SET TASK: Collect every line in the entries below that contains the string "gold", matching case exactly.
>> START DATA EXCERPTS
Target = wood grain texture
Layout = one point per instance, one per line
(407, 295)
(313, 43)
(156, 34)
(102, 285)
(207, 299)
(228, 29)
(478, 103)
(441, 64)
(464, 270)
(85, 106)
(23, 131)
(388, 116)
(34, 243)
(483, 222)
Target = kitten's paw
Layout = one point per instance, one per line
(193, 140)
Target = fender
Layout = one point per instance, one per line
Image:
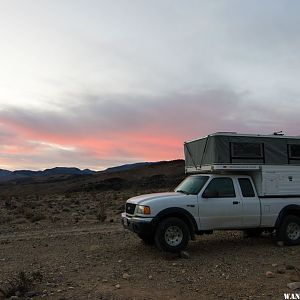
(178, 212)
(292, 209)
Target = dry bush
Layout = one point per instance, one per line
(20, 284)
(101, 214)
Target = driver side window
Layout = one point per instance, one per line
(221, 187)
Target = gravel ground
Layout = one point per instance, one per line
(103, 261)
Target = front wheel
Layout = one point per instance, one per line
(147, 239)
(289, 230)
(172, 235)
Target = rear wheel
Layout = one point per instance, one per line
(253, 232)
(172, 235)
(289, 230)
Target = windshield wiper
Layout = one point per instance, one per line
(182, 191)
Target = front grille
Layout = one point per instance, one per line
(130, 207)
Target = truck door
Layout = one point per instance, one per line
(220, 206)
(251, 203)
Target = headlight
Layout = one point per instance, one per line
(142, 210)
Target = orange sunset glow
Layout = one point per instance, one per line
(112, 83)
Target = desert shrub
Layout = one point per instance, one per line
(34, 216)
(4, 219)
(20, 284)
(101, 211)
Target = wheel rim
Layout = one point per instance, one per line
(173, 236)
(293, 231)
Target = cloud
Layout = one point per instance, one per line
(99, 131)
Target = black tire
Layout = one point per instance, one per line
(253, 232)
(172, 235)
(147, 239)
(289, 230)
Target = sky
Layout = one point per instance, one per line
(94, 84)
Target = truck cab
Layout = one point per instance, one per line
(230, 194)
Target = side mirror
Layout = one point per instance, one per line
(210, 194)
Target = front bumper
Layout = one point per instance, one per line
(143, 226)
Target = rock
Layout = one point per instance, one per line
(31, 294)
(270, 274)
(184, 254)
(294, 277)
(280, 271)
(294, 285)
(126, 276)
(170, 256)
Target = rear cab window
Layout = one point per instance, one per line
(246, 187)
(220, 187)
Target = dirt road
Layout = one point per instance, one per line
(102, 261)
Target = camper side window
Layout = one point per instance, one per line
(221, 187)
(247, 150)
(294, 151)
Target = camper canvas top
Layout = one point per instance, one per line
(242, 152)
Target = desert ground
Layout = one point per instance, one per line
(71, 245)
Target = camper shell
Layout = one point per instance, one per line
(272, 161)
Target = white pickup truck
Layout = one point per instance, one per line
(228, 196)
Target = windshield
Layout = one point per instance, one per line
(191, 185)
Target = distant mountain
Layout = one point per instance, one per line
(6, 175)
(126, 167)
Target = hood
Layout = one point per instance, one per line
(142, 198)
>> END DATA EXCERPTS
>> START DATA EXCERPTS
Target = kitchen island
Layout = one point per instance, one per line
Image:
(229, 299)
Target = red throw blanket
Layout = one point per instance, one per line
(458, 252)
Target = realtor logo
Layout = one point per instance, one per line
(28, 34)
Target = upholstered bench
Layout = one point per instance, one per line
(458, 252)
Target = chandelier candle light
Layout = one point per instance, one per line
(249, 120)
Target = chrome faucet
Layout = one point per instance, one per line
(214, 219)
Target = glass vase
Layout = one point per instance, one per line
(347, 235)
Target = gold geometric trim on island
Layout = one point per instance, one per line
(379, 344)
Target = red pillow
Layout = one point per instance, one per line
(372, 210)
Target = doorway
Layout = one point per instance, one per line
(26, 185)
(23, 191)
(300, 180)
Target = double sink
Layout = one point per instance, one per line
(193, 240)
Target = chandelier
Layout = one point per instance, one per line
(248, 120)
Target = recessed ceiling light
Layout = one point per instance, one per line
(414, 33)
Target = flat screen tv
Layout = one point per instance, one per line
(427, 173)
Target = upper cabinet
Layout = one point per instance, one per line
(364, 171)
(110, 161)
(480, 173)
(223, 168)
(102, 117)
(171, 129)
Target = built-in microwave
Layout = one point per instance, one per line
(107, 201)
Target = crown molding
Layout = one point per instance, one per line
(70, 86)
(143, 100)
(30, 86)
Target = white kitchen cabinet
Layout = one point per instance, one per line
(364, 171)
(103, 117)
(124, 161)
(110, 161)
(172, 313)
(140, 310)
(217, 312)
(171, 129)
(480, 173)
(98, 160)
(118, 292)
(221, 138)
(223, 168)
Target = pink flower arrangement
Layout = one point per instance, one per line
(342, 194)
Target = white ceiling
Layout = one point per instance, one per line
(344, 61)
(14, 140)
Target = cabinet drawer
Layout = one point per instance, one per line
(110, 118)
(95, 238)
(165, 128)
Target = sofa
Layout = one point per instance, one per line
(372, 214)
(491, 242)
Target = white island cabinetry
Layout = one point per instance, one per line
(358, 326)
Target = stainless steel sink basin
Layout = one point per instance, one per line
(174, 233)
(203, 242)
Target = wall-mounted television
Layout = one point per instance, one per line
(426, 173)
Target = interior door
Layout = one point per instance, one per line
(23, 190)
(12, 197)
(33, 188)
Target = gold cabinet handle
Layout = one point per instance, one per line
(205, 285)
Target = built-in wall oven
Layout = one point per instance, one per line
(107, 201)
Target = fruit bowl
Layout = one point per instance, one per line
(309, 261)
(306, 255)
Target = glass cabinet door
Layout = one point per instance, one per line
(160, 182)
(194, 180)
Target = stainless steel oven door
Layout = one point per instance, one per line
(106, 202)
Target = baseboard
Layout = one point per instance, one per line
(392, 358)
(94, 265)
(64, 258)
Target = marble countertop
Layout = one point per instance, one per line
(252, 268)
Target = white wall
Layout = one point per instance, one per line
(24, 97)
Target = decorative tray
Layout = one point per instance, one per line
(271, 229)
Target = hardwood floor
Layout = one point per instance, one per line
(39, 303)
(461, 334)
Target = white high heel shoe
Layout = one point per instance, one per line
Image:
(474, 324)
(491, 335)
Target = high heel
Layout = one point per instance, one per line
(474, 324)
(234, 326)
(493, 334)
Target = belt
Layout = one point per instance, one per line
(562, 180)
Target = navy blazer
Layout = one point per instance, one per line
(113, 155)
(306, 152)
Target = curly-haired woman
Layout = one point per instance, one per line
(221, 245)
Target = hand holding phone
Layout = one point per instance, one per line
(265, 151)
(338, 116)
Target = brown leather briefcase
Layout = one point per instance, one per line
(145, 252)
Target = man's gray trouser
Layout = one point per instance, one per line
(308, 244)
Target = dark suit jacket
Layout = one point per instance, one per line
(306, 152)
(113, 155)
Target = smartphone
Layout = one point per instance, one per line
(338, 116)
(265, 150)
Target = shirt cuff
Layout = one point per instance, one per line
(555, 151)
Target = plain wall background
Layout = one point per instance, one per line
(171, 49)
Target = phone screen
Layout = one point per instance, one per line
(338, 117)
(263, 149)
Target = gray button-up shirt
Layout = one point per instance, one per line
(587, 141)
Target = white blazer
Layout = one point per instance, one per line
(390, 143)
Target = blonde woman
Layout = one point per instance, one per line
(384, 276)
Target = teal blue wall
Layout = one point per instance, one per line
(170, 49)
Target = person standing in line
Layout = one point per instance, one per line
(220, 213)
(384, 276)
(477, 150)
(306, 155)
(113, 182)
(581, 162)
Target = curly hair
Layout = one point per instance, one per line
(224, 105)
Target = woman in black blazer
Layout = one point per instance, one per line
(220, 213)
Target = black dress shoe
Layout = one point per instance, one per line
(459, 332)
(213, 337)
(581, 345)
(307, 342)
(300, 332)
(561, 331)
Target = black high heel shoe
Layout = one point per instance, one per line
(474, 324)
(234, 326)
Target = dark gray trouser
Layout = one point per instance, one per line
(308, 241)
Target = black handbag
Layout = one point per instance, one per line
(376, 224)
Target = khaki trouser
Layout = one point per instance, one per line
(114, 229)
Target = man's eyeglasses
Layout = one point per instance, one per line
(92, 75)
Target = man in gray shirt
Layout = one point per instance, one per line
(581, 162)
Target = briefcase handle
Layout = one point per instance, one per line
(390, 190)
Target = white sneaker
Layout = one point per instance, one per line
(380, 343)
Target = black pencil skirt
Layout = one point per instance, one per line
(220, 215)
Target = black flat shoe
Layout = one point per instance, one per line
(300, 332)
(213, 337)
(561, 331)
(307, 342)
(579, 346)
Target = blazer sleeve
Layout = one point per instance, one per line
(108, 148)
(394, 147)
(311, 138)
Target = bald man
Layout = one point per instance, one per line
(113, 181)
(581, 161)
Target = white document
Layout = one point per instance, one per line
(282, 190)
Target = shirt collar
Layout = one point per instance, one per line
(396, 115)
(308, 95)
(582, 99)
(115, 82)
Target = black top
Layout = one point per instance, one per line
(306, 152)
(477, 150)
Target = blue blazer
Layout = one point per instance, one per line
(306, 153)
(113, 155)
>> END DATA EXCERPTS
CORRECT RESPONSE:
Target = gold geometric trim on island
Target = gold cabinet handle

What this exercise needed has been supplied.